Texte d'étude —
###

Élisabeth Borne n’a surtout « pas le choix » selon le politologue Bruno Cautrès, car elle prendrait deux risques avec un vote : celui « de tomber », étant donné que le gouvernement ne dispose que d’une majorité relative à l’Assemblée, ou celui d’obtenir la confiance grâce à l’abstention du RN.
Or « ce serait très mal perçu par l’opinion d’avoir un vote de confiance, même ric rac, avec l’abstention des RN », note une source gouvernementale. En outre, plusieurs députés ont été nommés ministres lundi, et leurs suppléants ne siègeront à l’Assemblée que dans un mois, privant d’autant de voix le camp présidentiel.
Lors de ce périlleux exercice, Élisabeth Borne exposera à la fois son style et son programme, au premier rang duquel figure le très attendu projet de loi sur le pouvoir d’achat.
« Présenter une base de travail avec le Parlement »
À travers les députés et les sénateurs, c’est aux Français que la Première ministre compte s’adresser. Comme une indication de sa volonté de prendre l’opinion à témoin, elle sera interviewée au 20 h de TF1.
Dans un contexte international marqué par la guerre en Ukraine, les problématiques énergétiques, de prix, les défis climatiques, et une situation nationale compliquée par l’absence de majorité absolue, l’objectif est de « présenter une base de travail avec le Parlement », « une méthode » pour « bâtir ensemble » des compromis, souligne son entourage.
La Première ministre va ainsi « tenir compte » des consultations menées avec les groupes politiques : « Il ne s’agit pas de convaincre son propre camp mais de trouver des compromis sans compromissions ».

###

Données fournies —
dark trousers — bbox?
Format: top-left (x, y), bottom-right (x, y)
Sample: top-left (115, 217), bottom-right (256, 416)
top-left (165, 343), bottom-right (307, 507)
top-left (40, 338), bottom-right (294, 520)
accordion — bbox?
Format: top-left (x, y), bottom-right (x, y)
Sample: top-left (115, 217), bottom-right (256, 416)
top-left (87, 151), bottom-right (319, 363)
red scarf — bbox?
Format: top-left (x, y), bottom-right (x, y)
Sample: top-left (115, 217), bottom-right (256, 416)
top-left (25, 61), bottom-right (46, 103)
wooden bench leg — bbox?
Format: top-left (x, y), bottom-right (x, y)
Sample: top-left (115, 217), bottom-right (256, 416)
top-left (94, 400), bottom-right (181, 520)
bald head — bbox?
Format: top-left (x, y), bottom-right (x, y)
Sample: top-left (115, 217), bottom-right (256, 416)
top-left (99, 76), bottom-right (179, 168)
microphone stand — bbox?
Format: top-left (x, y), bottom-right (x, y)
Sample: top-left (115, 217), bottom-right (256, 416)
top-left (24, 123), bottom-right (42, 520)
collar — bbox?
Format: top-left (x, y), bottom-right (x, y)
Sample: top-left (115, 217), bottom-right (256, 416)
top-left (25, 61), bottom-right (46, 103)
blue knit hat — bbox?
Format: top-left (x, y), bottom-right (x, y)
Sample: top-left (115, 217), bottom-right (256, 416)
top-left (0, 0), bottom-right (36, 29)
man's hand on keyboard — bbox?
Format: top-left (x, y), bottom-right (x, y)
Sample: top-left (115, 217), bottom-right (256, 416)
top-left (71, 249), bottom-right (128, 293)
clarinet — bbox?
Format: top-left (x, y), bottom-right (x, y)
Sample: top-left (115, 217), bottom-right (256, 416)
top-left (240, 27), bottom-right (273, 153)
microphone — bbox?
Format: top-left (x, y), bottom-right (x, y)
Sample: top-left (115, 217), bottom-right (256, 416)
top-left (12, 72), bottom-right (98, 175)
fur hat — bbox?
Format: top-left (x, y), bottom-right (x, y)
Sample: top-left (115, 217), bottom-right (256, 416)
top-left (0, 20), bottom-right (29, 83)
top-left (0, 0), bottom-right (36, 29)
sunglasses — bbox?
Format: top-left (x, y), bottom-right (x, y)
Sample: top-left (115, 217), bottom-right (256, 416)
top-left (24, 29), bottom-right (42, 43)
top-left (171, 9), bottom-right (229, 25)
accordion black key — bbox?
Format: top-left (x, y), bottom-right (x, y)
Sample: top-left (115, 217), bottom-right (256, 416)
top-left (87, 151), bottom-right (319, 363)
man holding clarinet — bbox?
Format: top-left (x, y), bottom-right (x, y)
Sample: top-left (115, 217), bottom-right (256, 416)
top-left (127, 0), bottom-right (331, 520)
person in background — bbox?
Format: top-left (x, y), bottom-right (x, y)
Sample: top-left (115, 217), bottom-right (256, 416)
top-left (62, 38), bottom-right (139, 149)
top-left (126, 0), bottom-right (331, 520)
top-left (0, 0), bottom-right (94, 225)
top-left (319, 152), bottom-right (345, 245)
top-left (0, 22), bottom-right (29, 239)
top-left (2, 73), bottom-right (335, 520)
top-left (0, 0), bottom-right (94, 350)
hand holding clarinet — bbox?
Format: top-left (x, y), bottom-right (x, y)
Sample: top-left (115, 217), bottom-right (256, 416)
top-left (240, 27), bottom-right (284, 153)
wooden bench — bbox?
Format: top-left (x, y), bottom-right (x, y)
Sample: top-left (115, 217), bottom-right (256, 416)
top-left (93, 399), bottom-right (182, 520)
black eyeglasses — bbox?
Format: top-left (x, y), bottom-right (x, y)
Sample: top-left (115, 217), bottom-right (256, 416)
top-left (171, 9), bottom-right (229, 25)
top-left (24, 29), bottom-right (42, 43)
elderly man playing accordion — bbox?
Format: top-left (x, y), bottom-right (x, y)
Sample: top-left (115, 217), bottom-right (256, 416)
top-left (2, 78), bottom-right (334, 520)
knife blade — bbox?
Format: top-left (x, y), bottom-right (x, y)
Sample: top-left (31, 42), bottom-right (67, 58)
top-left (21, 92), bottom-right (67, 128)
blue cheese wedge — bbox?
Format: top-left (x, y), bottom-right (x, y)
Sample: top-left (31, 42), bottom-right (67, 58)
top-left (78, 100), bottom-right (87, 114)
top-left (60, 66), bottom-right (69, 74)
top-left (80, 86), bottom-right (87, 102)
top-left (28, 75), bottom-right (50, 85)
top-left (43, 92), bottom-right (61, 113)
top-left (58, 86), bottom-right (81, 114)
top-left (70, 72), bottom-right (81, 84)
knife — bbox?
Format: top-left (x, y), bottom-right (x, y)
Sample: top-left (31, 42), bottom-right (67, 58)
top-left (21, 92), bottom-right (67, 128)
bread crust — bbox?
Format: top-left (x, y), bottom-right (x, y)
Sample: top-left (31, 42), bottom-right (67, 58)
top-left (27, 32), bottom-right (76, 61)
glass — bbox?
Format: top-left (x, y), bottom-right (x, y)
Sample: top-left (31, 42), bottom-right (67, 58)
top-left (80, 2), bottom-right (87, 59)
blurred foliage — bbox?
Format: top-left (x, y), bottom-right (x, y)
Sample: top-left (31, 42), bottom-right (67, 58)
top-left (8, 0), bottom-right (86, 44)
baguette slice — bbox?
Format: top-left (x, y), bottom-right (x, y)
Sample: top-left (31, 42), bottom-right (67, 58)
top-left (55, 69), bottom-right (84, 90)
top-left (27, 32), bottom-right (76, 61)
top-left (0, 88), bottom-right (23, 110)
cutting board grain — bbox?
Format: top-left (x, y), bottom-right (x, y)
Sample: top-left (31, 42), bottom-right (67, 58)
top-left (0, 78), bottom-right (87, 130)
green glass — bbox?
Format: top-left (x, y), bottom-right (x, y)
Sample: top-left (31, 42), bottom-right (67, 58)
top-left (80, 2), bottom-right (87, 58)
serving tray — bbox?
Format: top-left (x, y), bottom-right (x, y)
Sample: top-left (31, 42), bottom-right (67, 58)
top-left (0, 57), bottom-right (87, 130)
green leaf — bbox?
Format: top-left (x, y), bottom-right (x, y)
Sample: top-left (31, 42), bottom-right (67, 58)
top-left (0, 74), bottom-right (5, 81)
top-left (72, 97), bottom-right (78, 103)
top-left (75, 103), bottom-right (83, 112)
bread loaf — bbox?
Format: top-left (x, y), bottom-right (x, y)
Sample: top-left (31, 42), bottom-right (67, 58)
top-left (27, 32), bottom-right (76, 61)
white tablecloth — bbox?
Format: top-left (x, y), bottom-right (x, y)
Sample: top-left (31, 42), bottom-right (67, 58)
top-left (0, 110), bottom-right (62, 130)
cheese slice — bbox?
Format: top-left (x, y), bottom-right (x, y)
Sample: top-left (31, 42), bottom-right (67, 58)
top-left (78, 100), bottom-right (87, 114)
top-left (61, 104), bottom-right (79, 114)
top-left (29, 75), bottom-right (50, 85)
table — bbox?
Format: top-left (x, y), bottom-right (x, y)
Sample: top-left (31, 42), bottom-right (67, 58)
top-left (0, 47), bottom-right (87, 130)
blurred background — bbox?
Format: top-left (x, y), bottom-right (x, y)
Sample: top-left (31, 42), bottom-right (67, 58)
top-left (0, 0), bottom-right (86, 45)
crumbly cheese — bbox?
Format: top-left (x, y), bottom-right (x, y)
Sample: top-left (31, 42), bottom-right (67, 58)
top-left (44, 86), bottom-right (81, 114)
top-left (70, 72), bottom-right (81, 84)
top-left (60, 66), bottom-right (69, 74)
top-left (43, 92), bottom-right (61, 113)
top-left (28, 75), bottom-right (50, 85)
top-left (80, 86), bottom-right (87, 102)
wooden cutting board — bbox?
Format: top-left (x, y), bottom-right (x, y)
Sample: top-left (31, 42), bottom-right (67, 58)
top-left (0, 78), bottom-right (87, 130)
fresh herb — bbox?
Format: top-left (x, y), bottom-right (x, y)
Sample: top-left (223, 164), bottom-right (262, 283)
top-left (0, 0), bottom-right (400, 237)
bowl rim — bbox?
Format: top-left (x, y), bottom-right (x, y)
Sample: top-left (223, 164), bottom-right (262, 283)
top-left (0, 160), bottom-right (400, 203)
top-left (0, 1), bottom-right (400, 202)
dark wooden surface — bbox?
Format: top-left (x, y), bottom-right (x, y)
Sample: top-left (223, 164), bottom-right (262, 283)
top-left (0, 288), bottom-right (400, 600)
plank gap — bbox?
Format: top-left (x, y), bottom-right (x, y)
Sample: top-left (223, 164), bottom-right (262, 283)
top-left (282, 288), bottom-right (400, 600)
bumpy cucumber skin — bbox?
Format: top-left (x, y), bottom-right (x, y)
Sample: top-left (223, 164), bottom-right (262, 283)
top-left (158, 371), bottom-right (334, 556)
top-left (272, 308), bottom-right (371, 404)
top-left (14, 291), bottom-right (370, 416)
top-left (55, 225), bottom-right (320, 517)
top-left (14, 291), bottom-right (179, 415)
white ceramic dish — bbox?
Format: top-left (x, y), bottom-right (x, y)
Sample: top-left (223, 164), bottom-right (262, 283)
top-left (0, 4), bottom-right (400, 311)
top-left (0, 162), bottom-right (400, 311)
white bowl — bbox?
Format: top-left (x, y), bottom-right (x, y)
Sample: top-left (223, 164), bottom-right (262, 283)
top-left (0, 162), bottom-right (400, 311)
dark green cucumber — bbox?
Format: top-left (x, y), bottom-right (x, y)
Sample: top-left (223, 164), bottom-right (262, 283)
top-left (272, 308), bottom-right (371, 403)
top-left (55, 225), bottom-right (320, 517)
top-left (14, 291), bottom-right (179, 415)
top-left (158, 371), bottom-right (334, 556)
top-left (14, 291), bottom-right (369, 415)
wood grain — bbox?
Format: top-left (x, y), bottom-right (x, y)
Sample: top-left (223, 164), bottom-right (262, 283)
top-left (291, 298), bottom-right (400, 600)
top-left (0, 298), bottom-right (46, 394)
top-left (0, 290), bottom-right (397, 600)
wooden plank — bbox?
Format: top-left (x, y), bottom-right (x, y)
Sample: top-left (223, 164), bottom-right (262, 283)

###

Consigne 1 —
Recopiez le passage du texte sur Élisabeth Borne compris entre « Lors de ce périlleux » et « 20 h de TF1. », ces deux passages inclus.
Consigne 2 —
Selon le texte sur Élisabeth Borne, quel projet de loi figure au premier rang de son programme ?
Les lignes proviennent d'une autre source que le texte.

Corrigé 1 —
Lors de ce périlleux exercice, Élisabeth Borne exposera à la fois son style et son programme, au premier rang duquel figure le très attendu projet de loi sur le pouvoir d’achat.
« Présenter une base de travail avec le Parlement »
À travers les députés et les sénateurs, c’est aux Français que la Première ministre compte s’adresser. Comme une indication de sa volonté de prendre l’opinion à témoin, elle sera interviewée au 20 h de TF1.

Corrigé 2 —
Le très attendu projet de loi sur le pouvoir d'achat.